+++ AVAILABLE DATA +++

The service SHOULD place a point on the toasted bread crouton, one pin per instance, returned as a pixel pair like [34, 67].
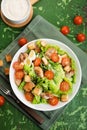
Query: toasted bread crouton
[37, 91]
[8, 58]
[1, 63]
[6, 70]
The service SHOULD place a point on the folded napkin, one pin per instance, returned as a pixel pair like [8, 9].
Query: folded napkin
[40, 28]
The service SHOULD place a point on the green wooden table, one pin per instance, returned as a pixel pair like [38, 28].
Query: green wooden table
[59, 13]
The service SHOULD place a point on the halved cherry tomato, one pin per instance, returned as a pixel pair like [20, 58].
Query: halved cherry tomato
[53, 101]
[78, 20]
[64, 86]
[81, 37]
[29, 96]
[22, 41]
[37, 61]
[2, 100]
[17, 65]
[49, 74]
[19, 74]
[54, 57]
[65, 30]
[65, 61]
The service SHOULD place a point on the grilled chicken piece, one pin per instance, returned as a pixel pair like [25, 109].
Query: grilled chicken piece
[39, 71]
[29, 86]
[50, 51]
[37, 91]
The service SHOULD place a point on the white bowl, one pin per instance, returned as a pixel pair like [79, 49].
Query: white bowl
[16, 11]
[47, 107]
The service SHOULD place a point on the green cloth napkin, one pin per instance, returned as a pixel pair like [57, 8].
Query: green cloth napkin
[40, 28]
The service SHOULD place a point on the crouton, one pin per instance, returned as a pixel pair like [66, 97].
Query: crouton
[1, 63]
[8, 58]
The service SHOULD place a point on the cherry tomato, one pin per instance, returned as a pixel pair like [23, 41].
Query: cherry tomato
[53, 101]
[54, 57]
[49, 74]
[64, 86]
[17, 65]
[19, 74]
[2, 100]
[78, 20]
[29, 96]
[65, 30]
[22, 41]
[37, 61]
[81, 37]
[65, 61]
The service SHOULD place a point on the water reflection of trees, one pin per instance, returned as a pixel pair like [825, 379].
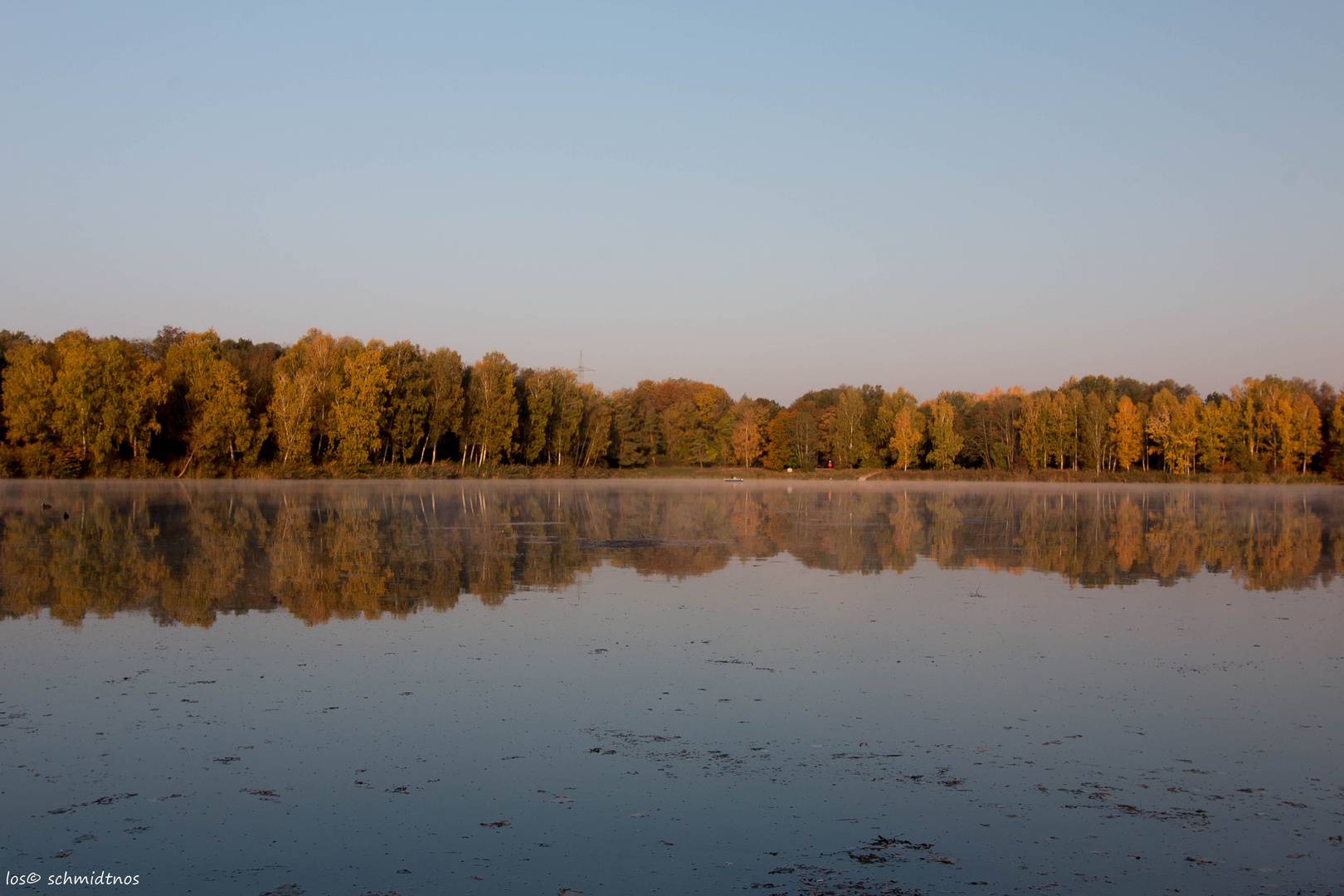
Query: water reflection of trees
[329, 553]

+++
+++ AVAILABLE DATA +++

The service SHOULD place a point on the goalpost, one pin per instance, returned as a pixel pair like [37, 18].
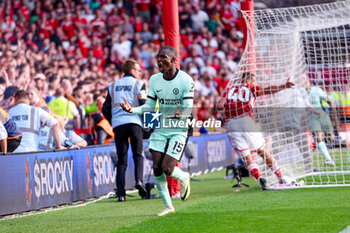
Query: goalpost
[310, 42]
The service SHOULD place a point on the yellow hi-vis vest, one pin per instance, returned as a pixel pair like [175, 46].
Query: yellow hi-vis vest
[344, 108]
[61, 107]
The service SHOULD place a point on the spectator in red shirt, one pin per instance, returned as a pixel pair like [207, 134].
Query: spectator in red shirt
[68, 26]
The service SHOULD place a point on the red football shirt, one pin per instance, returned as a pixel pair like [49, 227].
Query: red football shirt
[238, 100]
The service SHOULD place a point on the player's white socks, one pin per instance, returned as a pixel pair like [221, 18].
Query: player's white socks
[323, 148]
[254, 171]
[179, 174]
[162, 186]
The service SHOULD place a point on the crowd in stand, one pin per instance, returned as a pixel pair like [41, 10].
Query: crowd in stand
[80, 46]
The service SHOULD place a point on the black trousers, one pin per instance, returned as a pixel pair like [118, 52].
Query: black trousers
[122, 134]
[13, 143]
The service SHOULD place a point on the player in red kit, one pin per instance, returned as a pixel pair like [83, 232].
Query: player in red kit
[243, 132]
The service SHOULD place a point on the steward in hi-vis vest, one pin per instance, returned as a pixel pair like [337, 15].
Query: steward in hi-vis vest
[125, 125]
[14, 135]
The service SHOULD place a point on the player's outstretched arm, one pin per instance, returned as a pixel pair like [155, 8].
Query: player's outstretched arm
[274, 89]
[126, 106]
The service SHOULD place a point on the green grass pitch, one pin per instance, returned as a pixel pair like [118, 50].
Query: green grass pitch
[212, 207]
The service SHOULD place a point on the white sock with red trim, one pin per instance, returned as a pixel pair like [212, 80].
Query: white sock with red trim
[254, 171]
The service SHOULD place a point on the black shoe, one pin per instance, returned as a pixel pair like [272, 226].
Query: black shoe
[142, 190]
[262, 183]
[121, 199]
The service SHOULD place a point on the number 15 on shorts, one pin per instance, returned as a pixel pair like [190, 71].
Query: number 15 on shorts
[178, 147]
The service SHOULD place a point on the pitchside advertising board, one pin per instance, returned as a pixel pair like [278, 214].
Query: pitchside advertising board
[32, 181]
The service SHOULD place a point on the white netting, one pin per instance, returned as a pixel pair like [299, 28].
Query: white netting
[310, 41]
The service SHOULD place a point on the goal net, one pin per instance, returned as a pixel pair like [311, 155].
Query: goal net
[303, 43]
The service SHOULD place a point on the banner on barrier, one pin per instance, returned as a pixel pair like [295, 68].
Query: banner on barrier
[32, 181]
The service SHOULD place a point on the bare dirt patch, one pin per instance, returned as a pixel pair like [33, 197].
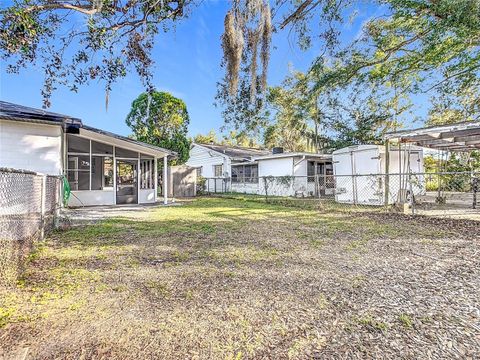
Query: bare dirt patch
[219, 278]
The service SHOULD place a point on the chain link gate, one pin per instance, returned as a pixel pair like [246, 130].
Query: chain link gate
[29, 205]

+++

_PROBLEM TO SOLVE_
Would you print exactly the lines in the listing above, from the line bearing "The service SHOULD place a point on the toasted" through the line bearing "The service SHOULD place a point on the halved", leaving out all pictures?

_THE ANSWER_
The service SHOULD place a point on the toasted bread crouton, one pin per instance, returned as a pixel pair like [34, 67].
Query: toasted bread crouton
[37, 91]
[8, 58]
[1, 63]
[6, 70]
The service SHOULD place a point on the folded napkin, one pin per instance, returned as a pixel pair like [8, 9].
Query: folded napkin
[40, 28]
The service SHOULD place a point on the green wooden table, one pin per instance, returned as a pixel pair like [38, 28].
Query: green wooden table
[59, 13]
The service SHOULD place a point on the halved cherry tomato, one pin per instance, returned as a pixel pair like [20, 58].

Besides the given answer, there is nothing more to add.